— START Provided passage —

In addition to the better understanding of how to interact with an audience, MISSION: IMPOSSIBLE films have succeeded by giving the team around Hunt more to do – specifically his leading ladies. Where actresses like Emmanuelle Béart and Thandie Newton were glorified damsels in distress, this series has found a new gear by getting women like Paula Patton and Rebecca Ferguson to kick ass themselves. The core conceit of these IMF agents is that they are struggling for identity in a post Cold War world. If characters like Ilsa Faust prove anything, the way for IMF to find their way out of The Cold War Era, it’s to realize the Catniss Everdeen/Furiosa world we now inhabit and embrace that for all it’s worth.

— END Provided passage —
— START Information given —

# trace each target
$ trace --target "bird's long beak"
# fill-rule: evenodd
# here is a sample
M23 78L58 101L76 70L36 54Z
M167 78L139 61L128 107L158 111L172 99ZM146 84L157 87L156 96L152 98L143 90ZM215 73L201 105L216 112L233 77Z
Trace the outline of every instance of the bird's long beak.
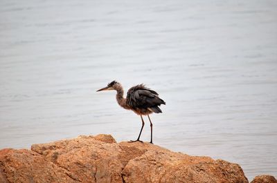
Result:
M105 88L101 88L101 89L100 89L100 90L98 90L97 92L98 92L98 91L104 91L104 90L112 90L112 88L111 88L111 87L106 86L106 87L105 87Z

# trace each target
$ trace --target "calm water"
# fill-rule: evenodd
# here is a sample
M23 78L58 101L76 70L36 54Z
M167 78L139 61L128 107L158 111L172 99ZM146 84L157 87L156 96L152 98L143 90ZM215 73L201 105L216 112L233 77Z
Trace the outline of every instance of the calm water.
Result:
M167 105L154 142L277 176L276 1L0 1L0 148L134 139L116 79ZM145 118L145 119L147 119ZM142 139L150 140L149 124Z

— END Information given —

## What to produce
Extend the commentary on the MISSION: IMPOSSIBLE films, picking up right after its final sentence.

## Reply to the exercise
After a day spent re-watching the MISSION: IMPOSSIBLE series, it’s almost amazing to see how the franchise has gotten better with age. It began as a blockbuster excuse for a huge star to string together stunts, hanging the whole thing on plots that were ludicrous-nay-incomprehensible. Around the time of its third instalment, it was almost left for dead so discontent had audiences grown of the man at the centre of it all. However, thanks to careful rebranding or dumb luck, this is a franchise with new life.
It has widened out it’s scope to incorporate the team more than the man, and more clearly mapped out the goal than lean on the stunts that will make that goal a reality.
In other words, the MISSION: IMPOSSIBLE franchise, and ROGUE NATION in particular are less about one soldier, and more about a squad. It is less about the impossible, and more about the mission.